Rewrite all of the entries below as a Markdown table with two columns, Row and Line. Give each line its own numbered row and leave out blank lines.

◆ Provided material:
>> start

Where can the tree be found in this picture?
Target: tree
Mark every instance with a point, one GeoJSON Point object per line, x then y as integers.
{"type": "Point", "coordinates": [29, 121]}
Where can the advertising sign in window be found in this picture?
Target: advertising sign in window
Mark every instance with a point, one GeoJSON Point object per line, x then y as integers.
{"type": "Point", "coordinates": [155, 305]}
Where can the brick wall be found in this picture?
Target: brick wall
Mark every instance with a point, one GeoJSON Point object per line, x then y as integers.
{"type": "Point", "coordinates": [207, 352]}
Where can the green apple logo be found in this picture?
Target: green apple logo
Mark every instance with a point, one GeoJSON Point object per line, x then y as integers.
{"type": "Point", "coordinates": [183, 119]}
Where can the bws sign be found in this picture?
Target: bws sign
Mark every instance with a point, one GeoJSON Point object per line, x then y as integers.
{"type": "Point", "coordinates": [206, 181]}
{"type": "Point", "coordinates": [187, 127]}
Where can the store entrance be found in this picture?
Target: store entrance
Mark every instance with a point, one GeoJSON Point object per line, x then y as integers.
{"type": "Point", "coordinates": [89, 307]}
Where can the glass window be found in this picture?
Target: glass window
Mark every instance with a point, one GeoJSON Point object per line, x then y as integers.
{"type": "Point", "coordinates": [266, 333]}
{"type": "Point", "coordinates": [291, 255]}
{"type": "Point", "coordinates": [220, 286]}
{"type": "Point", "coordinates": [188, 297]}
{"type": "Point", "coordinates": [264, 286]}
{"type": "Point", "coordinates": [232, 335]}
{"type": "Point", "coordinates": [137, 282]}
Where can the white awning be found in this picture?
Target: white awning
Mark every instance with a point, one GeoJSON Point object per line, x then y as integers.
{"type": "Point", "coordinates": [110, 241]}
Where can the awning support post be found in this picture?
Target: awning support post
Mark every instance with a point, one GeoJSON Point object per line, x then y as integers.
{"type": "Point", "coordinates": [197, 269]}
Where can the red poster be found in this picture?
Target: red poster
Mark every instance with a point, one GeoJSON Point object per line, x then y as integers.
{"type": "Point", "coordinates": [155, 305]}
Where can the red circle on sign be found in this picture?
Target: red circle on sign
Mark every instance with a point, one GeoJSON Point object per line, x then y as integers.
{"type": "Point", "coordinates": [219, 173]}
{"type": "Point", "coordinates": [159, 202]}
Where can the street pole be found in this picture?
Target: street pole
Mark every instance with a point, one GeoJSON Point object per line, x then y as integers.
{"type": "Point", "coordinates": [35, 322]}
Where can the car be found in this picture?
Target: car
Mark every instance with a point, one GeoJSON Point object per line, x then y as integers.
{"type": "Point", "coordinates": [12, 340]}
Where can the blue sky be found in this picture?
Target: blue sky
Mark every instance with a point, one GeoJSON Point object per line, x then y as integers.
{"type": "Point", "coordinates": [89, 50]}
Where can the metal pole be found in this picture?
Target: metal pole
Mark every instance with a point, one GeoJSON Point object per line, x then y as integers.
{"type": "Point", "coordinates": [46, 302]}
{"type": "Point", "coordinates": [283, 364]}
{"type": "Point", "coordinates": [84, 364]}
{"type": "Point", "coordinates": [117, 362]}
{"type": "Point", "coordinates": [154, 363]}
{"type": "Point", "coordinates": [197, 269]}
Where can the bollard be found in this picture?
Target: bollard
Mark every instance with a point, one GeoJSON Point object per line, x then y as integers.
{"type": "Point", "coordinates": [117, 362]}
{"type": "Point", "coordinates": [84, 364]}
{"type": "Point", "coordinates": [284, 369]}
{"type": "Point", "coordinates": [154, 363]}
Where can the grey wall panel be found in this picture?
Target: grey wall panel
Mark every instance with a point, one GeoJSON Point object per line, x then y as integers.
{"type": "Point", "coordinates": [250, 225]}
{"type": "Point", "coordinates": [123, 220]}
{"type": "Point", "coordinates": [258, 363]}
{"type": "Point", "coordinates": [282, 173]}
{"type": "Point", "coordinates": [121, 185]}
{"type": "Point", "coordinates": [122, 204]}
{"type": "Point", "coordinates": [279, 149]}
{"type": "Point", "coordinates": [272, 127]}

>> end

◆ Output of the task:
| Row | Line |
|---|---|
| 1 | Where can the tree be found in this picture? |
| 2 | Target: tree |
| 3 | Mark every instance with a point, one GeoJSON Point object per line, x then y as integers. |
| 4 | {"type": "Point", "coordinates": [29, 121]} |
| 5 | Where can the advertising sign in window be found in this picture? |
| 6 | Target: advertising sign in window |
| 7 | Mark every instance with a point, one GeoJSON Point object per line, x then y as integers. |
| 8 | {"type": "Point", "coordinates": [155, 305]} |
| 9 | Where can the brick wall be found in this picture? |
| 10 | Target: brick wall |
| 11 | Mark every instance with a point, one GeoJSON Point object per line, x then y as integers. |
| 12 | {"type": "Point", "coordinates": [207, 352]} |
| 13 | Where can the green apple logo be found in this picture? |
| 14 | Target: green apple logo |
| 15 | Mark every instance with a point, one GeoJSON Point object per line, x then y as integers. |
| 16 | {"type": "Point", "coordinates": [183, 119]} |
| 17 | Where can the bws sign be found in this picture? |
| 18 | Target: bws sign |
| 19 | Mark every instance with a point, one GeoJSON Point object per line, x then y as integers. |
| 20 | {"type": "Point", "coordinates": [206, 181]} |
| 21 | {"type": "Point", "coordinates": [187, 127]} |
| 22 | Where can the store entrance be found in this picture? |
| 23 | Target: store entrance |
| 24 | Mark every instance with a point, one GeoJSON Point object per line, x then y as integers. |
| 25 | {"type": "Point", "coordinates": [89, 307]} |
| 26 | Where can the glass window be found in this picture? |
| 27 | Target: glass window |
| 28 | Mark every instance with a point, one GeoJSON Point object per line, x then y as integers. |
| 29 | {"type": "Point", "coordinates": [266, 333]} |
| 30 | {"type": "Point", "coordinates": [291, 255]} |
| 31 | {"type": "Point", "coordinates": [220, 286]} |
| 32 | {"type": "Point", "coordinates": [188, 297]} |
| 33 | {"type": "Point", "coordinates": [264, 286]} |
| 34 | {"type": "Point", "coordinates": [232, 335]} |
| 35 | {"type": "Point", "coordinates": [137, 282]} |
| 36 | Where can the white awning be found in this picture? |
| 37 | Target: white awning |
| 38 | Mark every instance with a point, one GeoJSON Point object per line, x then y as integers. |
| 39 | {"type": "Point", "coordinates": [110, 241]} |
| 40 | Where can the awning support post be found in this picture? |
| 41 | Target: awning support post |
| 42 | Mark every instance with a point, one GeoJSON Point object per line, x then y as integers. |
| 43 | {"type": "Point", "coordinates": [197, 269]} |
| 44 | Where can the red poster be found in this picture? |
| 45 | Target: red poster |
| 46 | Mark every instance with a point, one GeoJSON Point object per line, x then y as integers. |
| 47 | {"type": "Point", "coordinates": [155, 305]} |
| 48 | Where can the red circle on sign be found in this picture? |
| 49 | Target: red circle on sign |
| 50 | Mark every instance with a point, one GeoJSON Point object per line, x then y as integers. |
| 51 | {"type": "Point", "coordinates": [219, 173]} |
| 52 | {"type": "Point", "coordinates": [159, 202]} |
| 53 | Where can the street pole be found in this picture? |
| 54 | Target: street pole |
| 55 | Mark every instance with a point, one GeoJSON Point object per line, x then y as integers. |
| 56 | {"type": "Point", "coordinates": [35, 322]} |
| 57 | Where can the car be found in this picture? |
| 58 | Target: car |
| 59 | Mark every instance with a point, one GeoJSON Point object per line, x then y as integers. |
| 60 | {"type": "Point", "coordinates": [12, 340]} |
| 61 | Where can the blue sky be found in this picture? |
| 62 | Target: blue sky |
| 63 | Mark every instance with a point, one GeoJSON Point object per line, x then y as integers. |
| 64 | {"type": "Point", "coordinates": [89, 50]} |
| 65 | Where can the metal pole be found in this picture? |
| 66 | Target: metal pole |
| 67 | Mark every instance with a point, one GeoJSON Point object per line, x then y as integers. |
| 68 | {"type": "Point", "coordinates": [46, 302]} |
| 69 | {"type": "Point", "coordinates": [283, 364]} |
| 70 | {"type": "Point", "coordinates": [84, 364]} |
| 71 | {"type": "Point", "coordinates": [117, 362]} |
| 72 | {"type": "Point", "coordinates": [154, 363]} |
| 73 | {"type": "Point", "coordinates": [197, 269]} |
| 74 | Where can the bollard be found in this picture? |
| 75 | Target: bollard |
| 76 | Mark every instance with a point, one GeoJSON Point object per line, x then y as integers. |
| 77 | {"type": "Point", "coordinates": [117, 362]} |
| 78 | {"type": "Point", "coordinates": [84, 364]} |
| 79 | {"type": "Point", "coordinates": [284, 369]} |
| 80 | {"type": "Point", "coordinates": [154, 363]} |
| 81 | Where can the grey wall panel be found in this picture? |
| 82 | Target: grey wall panel |
| 83 | Mark every instance with a point, one GeoJSON Point object per line, x then y as integers. |
| 84 | {"type": "Point", "coordinates": [250, 225]} |
| 85 | {"type": "Point", "coordinates": [123, 220]} |
| 86 | {"type": "Point", "coordinates": [258, 363]} |
| 87 | {"type": "Point", "coordinates": [282, 173]} |
| 88 | {"type": "Point", "coordinates": [121, 185]} |
| 89 | {"type": "Point", "coordinates": [122, 204]} |
| 90 | {"type": "Point", "coordinates": [279, 149]} |
| 91 | {"type": "Point", "coordinates": [272, 127]} |